### Extract
################

Best Golf Courses in Kent: Where the County Actually Delivers

Published: 2026-05-27

Kent golf splits between serious championship links and accessible inland clubs. This guide explains which Kent courses actually fit the round you want.

Kent golf divides into two very different conversations. This article is about knowing which one you're having before you book.

Kent is one of the most varied golf counties in England.

On one side, you have some of the most serious links golf in the country: Royal St George's Golf Club, Prince's Golf Club, and Royal Cinque Ports Golf Club. Courses that have hosted Opens, that charge accordingly, and that demand a level of game most visitors are quietly unprepared for.

On the other side, you have a broad spread of parkland and inland clubs: Bearsted Golf Club, Westerham Golf Club, Birchwood Park Golf & Country Club, and Redlibbets Golf Club. Accessible, well-run, and priced for the golfer who wants a proper round without a major occasion attached to it.

The problem most golfers have in Kent is mixing up which category they're looking for.

You book the links because you've heard the names. You end up on a coastal course on a blowy October morning, 7,000 yards into a course rated among the hardest in England, and realise you've paid GBP200 for a humbling rather than a holiday.

Or you book the inland option, miss the links entirely, and wonder whether you should have pushed the budget.

Neither outcome is wrong. But both are avoidable if you know what Kent actually offers - and who each type of course is actually for.


The links question

Kent's links courses are genuinely world-class. That is not marketing.

Royal St George's in Sandwich is one of the great Open venues, and the experience of playing it is unlike most inland golf. Wide, rumpling fairways. Massive natural dunes. Wind that changes the character of every hole depending on direction and strength. It is an 18-hole examination of golf shot-making that rewards patience, course management, and the ability to flight the ball.

At GBP400 for a visitor round, it is priced as an occasion.

Royal Cinque Ports in Deal is similarly serious: a flatter, more relentless links that has hosted Opens of its own and carries the same expectation of game. Prince's, also in Sandwich, is slightly more accessible and has 27 holes, which spreads the test.

Who the Kent links are actually for:

The golfer who plays to a single-figure handicap, who has spent time on links courses before, and who is booking specifically to test their game against a great course. If you are visiting Kent and this is the priority, it is worth every penny. If you are a 16-handicapper who plays parkland golf at a local club and wants a good day out, you will likely find the links more punishing than pleasurable.

That is not a criticism. It is the honest framing.


The inland case

The stronger value argument in Kent sits away from the coast.

Bearsted Golf Club near Maidstone is one of the better inland courses in the county. It occupies sheltered, tree-lined terrain on the North Downs: a parkland layout that plays to a moderate length and asks you to think about positioning rather than simply hit hard. Green fees sit in the GBP40-GBP90 range depending on day and season. It is the kind of club that works as a day out rather than a pilgrimage.

################

### Supplied information

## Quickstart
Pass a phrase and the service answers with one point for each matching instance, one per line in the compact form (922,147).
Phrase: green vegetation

################

### Stated problem A
List every golf club that the Kent golf article names.
### Stated problem B
Continue the Kent golf article from the point where it stops.
The material that comes after the Kent golf article is separate from it.

### Final answer A
- Royal St George's Golf Club
- Prince's Golf Club
- Royal Cinque Ports Golf Club
- Bearsted Golf Club
- Westerham Golf Club
- Birchwood Park Golf & Country Club
- Redlibbets Golf Club

### Final answer B
Redlibbets Golf Club near West Kingsdown is the other standout in this bracket. It plays across more exposed, open terrain with a heathland character that gives it a slightly different feel to most Kent parkland: firmer underfoot in dry conditions, with a layout that pressures ball-strikers without becoming punishing for higher handicappers. At GBP25-GBP60 it represents one of the better mid-market options in the county.

Westerham Golf Club sits just inside the Kent border near the Surrey edge, and benefits from that crossover: firm, fast-running fairways that hold up through winter, a well-maintained layout, and green fees that sit in the mid-market without trying to compete with the premium bracket. For golfers based in South London or Surrey, it sits at the right distance for a weekday round.

Birchwood Park Golf & Country Club in Dartford brings a different proposition: a course that suits golfers who want the club infrastructure around the round as much as the golf itself. Practice facilities, a full club day, competition culture. At GBP25-GBP55 it gives you a structured, proper club day without pushing into the top end of Kent pricing.


How to think about Kent golf

The county gives you three clear choices, and knowing which one you want makes all the difference.

Choice 1: the links occasion. You book Royal St George's, Prince's, or Royal Cinque Ports. You treat it as a bucket-list round, you prepare for a serious examination, and you pay the premium accordingly. This is worth doing if it's the point of the trip.

Choice 2: the proper inland round. You book Bearsted, Redlibbets, Westerham, or Birchwood Park. You get a well-maintained, honest club day at mid-market Kent pricing. This is the category that delivers the most consistent satisfaction for the most golfers.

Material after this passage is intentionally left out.